Excerpted text:
Seminar as Method, Helina Yuheng He, BFA ID 2023 

by Yuheng He

Week 2-4: hosting online seminars

Hello.

This summer, I am exploring different innovative techniques to help sustain a grassroot Sino-Tibetan environmental group, LDONGTSOG, located in Kehe village, Sichuan. Public education is one of my main focuses. 

I once asked a volunteer from LDONGTSOG for her advice on entering the Tibetan community. She answered, acknowledging two different cultures and keeping your gesture low are the key. Keeping the gestures low, I invite you, dear audience, to do the same with me. To set aside all existing judgments, because “environmental protection,” “Tibetans,” “indigenous people,” and “nonprofits’’… these concepts are not equivalent in PCR discourses as they are in the US.

Towards the end of the Spring semester, I attended a dinner at RISD to discuss community engagement. At dinner, one of the students talked about her idea when one enters a community that he or she is not familiar with. That is not doing “research for them” but doing “research with them“. Following that, I contemplated the implications.

To “research with them” means making it clear to my research subjects that the research will have an impact on both sides, rather than hiding my purpose from the subjects. Taking this notion in mind, I came up with the idea of holding a public online seminar targeted at Chinese youth. This seminar fulfills two purposes: 1. For the Sino-Tibetan community, it is to highlight the efforts of Tibetans (such as LDONGTSOG), who have always been underrepresented in the mainstream, creating a shared space to help people understand them; 2. For me, as the researcher, it is to widen my research scope and to learn more about their culture.

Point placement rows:
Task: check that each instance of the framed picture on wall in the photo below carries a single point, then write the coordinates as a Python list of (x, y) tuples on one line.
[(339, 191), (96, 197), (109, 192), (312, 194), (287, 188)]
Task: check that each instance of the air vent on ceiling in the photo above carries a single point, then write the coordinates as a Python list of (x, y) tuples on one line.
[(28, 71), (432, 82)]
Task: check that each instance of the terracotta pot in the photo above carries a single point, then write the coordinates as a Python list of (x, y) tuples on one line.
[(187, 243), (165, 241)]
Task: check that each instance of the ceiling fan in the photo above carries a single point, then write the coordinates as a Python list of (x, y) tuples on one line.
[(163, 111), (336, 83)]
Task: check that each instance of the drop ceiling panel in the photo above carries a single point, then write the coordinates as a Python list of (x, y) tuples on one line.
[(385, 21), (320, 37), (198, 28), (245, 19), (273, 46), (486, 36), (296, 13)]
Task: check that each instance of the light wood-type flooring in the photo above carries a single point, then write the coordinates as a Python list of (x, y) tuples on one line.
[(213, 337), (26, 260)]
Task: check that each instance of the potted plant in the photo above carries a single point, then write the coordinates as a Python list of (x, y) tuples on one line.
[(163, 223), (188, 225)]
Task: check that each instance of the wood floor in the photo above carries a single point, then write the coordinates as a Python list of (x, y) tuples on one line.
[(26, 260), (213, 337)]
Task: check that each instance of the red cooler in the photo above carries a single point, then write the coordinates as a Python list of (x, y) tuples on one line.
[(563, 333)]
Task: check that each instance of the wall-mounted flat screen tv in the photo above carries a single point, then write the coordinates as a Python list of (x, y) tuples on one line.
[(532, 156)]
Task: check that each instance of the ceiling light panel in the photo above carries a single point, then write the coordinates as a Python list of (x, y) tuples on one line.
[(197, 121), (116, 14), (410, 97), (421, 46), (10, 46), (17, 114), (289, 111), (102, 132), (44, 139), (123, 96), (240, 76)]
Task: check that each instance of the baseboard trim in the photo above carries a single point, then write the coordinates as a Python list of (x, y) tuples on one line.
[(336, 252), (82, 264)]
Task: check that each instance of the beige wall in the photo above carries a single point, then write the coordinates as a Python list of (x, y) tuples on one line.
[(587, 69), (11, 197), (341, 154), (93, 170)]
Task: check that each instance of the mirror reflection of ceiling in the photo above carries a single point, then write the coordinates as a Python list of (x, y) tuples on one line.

Tasks to carry out:
**A.** Check each statement against the text on hosting online seminars and answer yes or no, quoting the words that decide it: (i) LDONGTSOG is located in Kehe village, Sichuan. (ii) The seminar is aimed at Tibetan elders. (iii) The dinner on community engagement took place at the start of the Spring semester.
**B.** Carry on the text about hosting online seminars from its last sentence.
The rows are not needed for either task.

Answers below:
**A.**
(i) Yes: "located in Kehe village, Sichuan."
(ii) No: "targeted at Chinese youth."
(iii) No: "Towards the end of the Spring semester."

**B.**
Seminar as Method

From July 10th-July 24th, I have been hosting public online seminars related to the Tibetan environment and its cultural heritage. My guest speakers include normal travelers, environmentalists, anthropologists, artists, and educators. My starting point was intuitive and simple: to let more people know about the Sichuan-Tibetan nature and culture, represented by LDONGTSOG, the organization I am helping. Nevertheless, the seminar has been developed to a level that I never imagined before. I personally gained friendship and trust through the seminars. And new ideas burst out of the process. 

I became the host, the organizer, the communicator, and the designer of my seminars, which left me a ton of work. Thankfully, I have found three other friends who are willing to collaborate and help. We all share the same interest in Chinese ethnic knowledge and mythology. They are: Yiwei Chen (INTAR ‘22), Chenxi Wang (Ceramics ‘23), and Yiqing Lei (Sculpture ‘23). They helped me organize meeting notes and host the panels.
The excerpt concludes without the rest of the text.